AUFGABEN —
1. Ändere im Bericht über den Takt 10 der Münchner S-Bahn den Abschnitt von „In den Jahren“ bis „die durchschnittlichen Lebenshaltungskosten.“: Gib ihn wieder und setze dabei „Innenstadtstrecke“ an die Stelle von „Stammstrecke“.
2. Schreib den Bericht über den Takt 10 der Münchner S-Bahn nach seinem letzten Satz weiter.

DOKUMENT —
————————

100 Tage Takt 10
bei der Münchner S-Bahn


–   Eine erste Bilanz   –

 

 

 
Herausgeber:  PRO BAHN
Regionalverband Oberbayern e. V.
Schwanthalerstraße 74
80336 München
März 2005

 


 


Randbedingungen behindern die S-Bahn

In den Jahren 2003 und 2004 wurden den Fahrgästen der Münchner S-Bahn über die Dauer von anderthalb Jahren zahlreiche Sperrungen und weitere Einschränkungen zugemutet. Der Fahrgastverband PRO BAHN fragt nach, welchen Gegenwert die S-Bahn-Kunden für diese schwierige Phase erhalten haben. Ziel der Maßnahmen war der Einbau eines neuen Signalsystems auf der Stammstrecke. Dieses neue System steht der S-Bahn nun seit 100 Tagen zur Verfügung. PRO BAHN sieht daher die Zeit für eine erste Bilanz gekommen.

Nebenbei sei angemerkt, dass weder MVV noch S-Bahn ihren Kunden aufgrund der Einschränkungen irgendwie preislich entgegengekommen sind. Die Fahrpreise im MVV steigen stärker an als die durchschnittlichen Lebenshaltungskosten.

————————

DATENSÄTZE —
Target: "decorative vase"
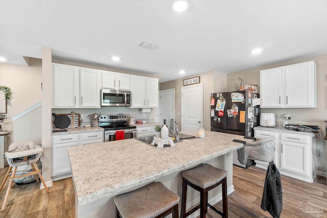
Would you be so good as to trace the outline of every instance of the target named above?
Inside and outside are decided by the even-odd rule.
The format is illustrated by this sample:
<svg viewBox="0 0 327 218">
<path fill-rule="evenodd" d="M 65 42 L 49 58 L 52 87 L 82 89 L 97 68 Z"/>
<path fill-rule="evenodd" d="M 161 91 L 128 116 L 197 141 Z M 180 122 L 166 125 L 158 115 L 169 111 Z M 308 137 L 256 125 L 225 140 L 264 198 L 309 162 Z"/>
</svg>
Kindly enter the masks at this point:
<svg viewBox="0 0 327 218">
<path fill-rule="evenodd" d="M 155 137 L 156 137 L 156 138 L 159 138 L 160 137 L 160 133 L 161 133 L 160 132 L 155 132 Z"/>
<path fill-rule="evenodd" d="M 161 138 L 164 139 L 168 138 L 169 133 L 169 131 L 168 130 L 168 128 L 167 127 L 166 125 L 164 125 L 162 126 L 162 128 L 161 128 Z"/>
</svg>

————————

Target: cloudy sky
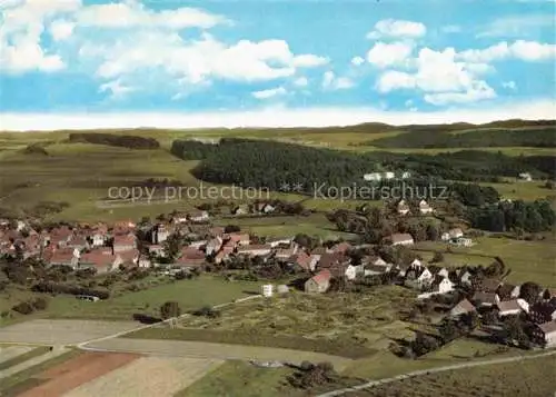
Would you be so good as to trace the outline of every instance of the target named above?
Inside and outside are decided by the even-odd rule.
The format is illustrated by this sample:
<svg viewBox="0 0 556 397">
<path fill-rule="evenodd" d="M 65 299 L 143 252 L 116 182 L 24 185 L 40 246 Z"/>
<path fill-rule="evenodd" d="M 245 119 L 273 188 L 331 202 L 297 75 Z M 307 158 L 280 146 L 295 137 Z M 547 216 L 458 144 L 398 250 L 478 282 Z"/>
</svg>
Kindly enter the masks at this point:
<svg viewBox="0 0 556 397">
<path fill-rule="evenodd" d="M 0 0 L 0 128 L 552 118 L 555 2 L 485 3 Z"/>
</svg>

————————

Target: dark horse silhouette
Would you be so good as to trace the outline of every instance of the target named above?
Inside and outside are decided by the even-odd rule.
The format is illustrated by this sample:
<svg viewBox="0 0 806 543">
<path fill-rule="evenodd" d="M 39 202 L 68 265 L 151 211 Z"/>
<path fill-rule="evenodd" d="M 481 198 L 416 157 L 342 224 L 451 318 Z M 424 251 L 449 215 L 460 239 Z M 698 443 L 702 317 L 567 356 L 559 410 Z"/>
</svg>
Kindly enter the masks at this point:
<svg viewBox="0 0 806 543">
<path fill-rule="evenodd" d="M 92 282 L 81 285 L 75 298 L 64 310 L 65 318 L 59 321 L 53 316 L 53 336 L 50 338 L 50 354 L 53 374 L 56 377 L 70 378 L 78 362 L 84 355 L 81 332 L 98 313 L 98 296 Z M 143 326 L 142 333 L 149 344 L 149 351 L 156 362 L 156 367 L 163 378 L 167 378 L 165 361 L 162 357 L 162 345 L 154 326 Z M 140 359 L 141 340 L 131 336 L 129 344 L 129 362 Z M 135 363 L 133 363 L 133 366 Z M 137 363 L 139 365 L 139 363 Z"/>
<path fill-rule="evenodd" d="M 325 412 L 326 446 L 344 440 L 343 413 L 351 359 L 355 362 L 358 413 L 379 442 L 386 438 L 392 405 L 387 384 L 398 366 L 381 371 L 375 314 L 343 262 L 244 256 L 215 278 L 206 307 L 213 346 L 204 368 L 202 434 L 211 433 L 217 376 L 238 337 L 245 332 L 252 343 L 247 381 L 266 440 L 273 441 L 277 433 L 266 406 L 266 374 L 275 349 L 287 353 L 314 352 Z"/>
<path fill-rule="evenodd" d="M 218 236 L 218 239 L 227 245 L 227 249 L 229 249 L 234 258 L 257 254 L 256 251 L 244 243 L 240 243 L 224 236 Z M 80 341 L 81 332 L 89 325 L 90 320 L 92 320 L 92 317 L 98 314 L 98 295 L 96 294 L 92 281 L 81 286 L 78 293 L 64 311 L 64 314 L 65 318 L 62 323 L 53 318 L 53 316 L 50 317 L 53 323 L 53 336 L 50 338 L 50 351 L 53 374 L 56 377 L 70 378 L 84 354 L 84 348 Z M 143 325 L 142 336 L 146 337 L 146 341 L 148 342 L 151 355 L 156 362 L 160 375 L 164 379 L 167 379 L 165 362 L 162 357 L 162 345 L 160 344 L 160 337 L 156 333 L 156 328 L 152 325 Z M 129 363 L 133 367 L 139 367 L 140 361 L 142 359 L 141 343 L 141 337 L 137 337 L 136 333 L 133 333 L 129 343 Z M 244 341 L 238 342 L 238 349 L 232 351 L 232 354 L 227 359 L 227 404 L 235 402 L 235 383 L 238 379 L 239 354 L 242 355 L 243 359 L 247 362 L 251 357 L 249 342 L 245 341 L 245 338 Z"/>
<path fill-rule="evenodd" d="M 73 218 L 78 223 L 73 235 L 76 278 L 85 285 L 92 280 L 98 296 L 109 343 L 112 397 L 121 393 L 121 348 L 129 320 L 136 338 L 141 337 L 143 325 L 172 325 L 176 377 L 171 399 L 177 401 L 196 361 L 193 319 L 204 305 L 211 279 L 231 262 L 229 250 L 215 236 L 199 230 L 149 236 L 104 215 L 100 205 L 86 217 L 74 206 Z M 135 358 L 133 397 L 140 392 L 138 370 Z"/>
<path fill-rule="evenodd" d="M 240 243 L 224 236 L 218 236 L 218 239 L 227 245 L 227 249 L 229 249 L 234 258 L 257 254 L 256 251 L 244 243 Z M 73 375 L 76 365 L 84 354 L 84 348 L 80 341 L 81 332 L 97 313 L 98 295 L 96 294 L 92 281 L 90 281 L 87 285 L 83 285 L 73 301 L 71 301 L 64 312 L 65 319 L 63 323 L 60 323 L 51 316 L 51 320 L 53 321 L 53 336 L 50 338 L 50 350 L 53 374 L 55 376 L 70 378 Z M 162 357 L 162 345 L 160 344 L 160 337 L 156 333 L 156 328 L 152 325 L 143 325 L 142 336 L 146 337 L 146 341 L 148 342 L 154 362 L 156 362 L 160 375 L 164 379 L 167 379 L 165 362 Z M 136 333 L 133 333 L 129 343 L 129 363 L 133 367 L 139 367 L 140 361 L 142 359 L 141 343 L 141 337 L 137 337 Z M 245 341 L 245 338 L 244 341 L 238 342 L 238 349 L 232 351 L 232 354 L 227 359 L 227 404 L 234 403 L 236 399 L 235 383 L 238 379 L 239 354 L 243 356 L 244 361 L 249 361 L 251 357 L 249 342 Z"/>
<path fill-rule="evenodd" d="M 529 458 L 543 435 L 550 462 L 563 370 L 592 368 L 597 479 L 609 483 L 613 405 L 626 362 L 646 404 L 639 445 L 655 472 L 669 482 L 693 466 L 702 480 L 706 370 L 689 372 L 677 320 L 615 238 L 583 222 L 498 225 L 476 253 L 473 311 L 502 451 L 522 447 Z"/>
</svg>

————————

ERGEBNISSE —
1.
In den Jahren 2003 und 2004 wurden den Fahrgästen der Münchner S-Bahn über die Dauer von anderthalb Jahren zahlreiche Sperrungen und weitere Einschränkungen zugemutet. Der Fahrgastverband PRO BAHN fragt nach, welchen Gegenwert die S-Bahn-Kunden für diese schwierige Phase erhalten haben. Ziel der Maßnahmen war der Einbau eines neuen Signalsystems auf der Innenstadtstrecke. Dieses neue System steht der S-Bahn nun seit 100 Tagen zur Verfügung. PRO BAHN sieht daher die Zeit für eine erste Bilanz gekommen.

Nebenbei sei angemerkt, dass weder MVV noch S-Bahn ihren Kunden aufgrund der Einschränkungen irgendwie preislich entgegengekommen sind. Die Fahrpreise im MVV steigen stärker an als die durchschnittlichen Lebenshaltungskosten.

2.
Von dem verbesserten Signalsystem hatten sich die Fahrgäste außer der erfolgten Taktverdichtung auf vier Streckenabschnitten während der Hauptverkehrszeit auch eine Stabilisierung des Fahrplans erhofft. Dies wäre insbesondere für die Mehrheit der Betroffenen, die von der Taktverdichtung nicht profitiert, ein wichtiger Ausgleich für die Lasten gewesen, die die S-Bahn-Kunden während der Umbauzeit tragen mußten.

Die Bilanz, die PRO BAHN nun zieht, ist leider nicht so positiv, wie die Fahrgäste sich das erhofft haben. Das liegt nicht daran, dass bei der S-Bahn-GmbH schlechte Arbeit geleistet wird. Im Gegenteil: im Vergleich zum Stillstand vergangener Jahrzehnte wurde viel getan. Die Probleme liegen eher in der Einbindung der Münchner S-Bahn in ein "System Deutsche Bahn AG". Hieraus leiten sich Strukturschwächen ab, die sich auch auf die S-Bahn und ihre Fahrgäste auswirken. So ist beispielsweise das Verhältnis zwischen der Durchführung des eigentlichen S-Bahn-Betriebes und den Zuständigkeiten des Unternehmensbereichs Netz der Deutschen Bahn AG nicht besonders transparent. Daher wird die S-Bahn-GmbH mit Rücksicht auf ihre Konzerneinbindung nicht immer offen sagen können, wo es wirklich hakt.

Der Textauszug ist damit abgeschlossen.